__Task statement__: Reproduce the passage of the 2026 Water Report below word for word, starting with "The Blue River" and going on through "demolished incineration building.".

2026 Water Report
Now in its 15th year, our annual survey of public agencies and utilities across the U.S. measures progress attacking issues, tracks market shifts and spotlights the emerging challenges and opportunities shaping the future of water.

Kansas City replaced the aging incinerators at its largest wastewater treatment plant with an innovative resource recovery facility that is the first of it’s kind in the region — turning a legacy liability into a long-term asset without ever shutting down the plant.
The result: new revenue streams, cleaner air and water, and a sustainable model other communities can replicate.
The Blue River Wastewater Treatment Plant (WWTP) handles flows and solids from across Kansas City's system. For decades, its 1960s-era incinerators burned what the plant produced — an approach that was expensive, inefficient and out of step with the city's sustainability goals.
The Kansas City Water Services Department set out to do more than replace aging equipment. Working with the Black & Veatch/Goodwin Brothers design-build team, the city built a complex, multi-process biosolids facility within the footprint of the operating plant — constructed on the very foundation of the demolished incineration building.

__Extracted material__:

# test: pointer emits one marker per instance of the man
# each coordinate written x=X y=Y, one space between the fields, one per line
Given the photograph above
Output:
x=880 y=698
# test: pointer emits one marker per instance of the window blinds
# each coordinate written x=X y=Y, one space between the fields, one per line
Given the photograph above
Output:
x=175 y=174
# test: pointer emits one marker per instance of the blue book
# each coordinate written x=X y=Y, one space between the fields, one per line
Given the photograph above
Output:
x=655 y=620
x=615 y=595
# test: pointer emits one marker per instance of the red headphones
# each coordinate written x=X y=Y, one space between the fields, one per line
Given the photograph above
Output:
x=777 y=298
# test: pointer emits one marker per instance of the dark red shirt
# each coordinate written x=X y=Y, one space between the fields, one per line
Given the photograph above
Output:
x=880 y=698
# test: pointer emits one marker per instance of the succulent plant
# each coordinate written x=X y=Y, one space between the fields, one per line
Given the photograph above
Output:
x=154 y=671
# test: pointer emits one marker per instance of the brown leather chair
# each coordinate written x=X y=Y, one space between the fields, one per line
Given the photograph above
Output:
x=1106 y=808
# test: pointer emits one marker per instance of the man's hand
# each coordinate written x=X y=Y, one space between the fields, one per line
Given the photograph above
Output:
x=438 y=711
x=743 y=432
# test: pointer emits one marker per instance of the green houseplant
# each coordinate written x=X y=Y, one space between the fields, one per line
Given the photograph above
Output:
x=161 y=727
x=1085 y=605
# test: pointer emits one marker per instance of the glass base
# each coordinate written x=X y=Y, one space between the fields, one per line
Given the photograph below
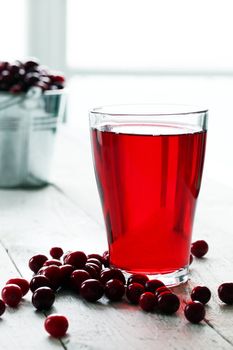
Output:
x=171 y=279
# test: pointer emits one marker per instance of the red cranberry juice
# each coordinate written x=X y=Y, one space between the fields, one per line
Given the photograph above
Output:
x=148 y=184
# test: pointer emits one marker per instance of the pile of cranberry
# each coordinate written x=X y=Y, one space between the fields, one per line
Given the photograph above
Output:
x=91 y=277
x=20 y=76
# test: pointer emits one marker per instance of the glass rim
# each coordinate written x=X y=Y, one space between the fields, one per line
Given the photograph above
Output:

__Written answer__:
The Blue River Wastewater Treatment Plant (WWTP) handles flows and solids from across Kansas City's system. For decades, its 1960s-era incinerators burned what the plant produced — an approach that was expensive, inefficient and out of step with the city's sustainability goals.
The Kansas City Water Services Department set out to do more than replace aging equipment. Working with the Black & Veatch/Goodwin Brothers design-build team, the city built a complex, multi-process biosolids facility within the footprint of the operating plant — constructed on the very foundation of the demolished incineration building.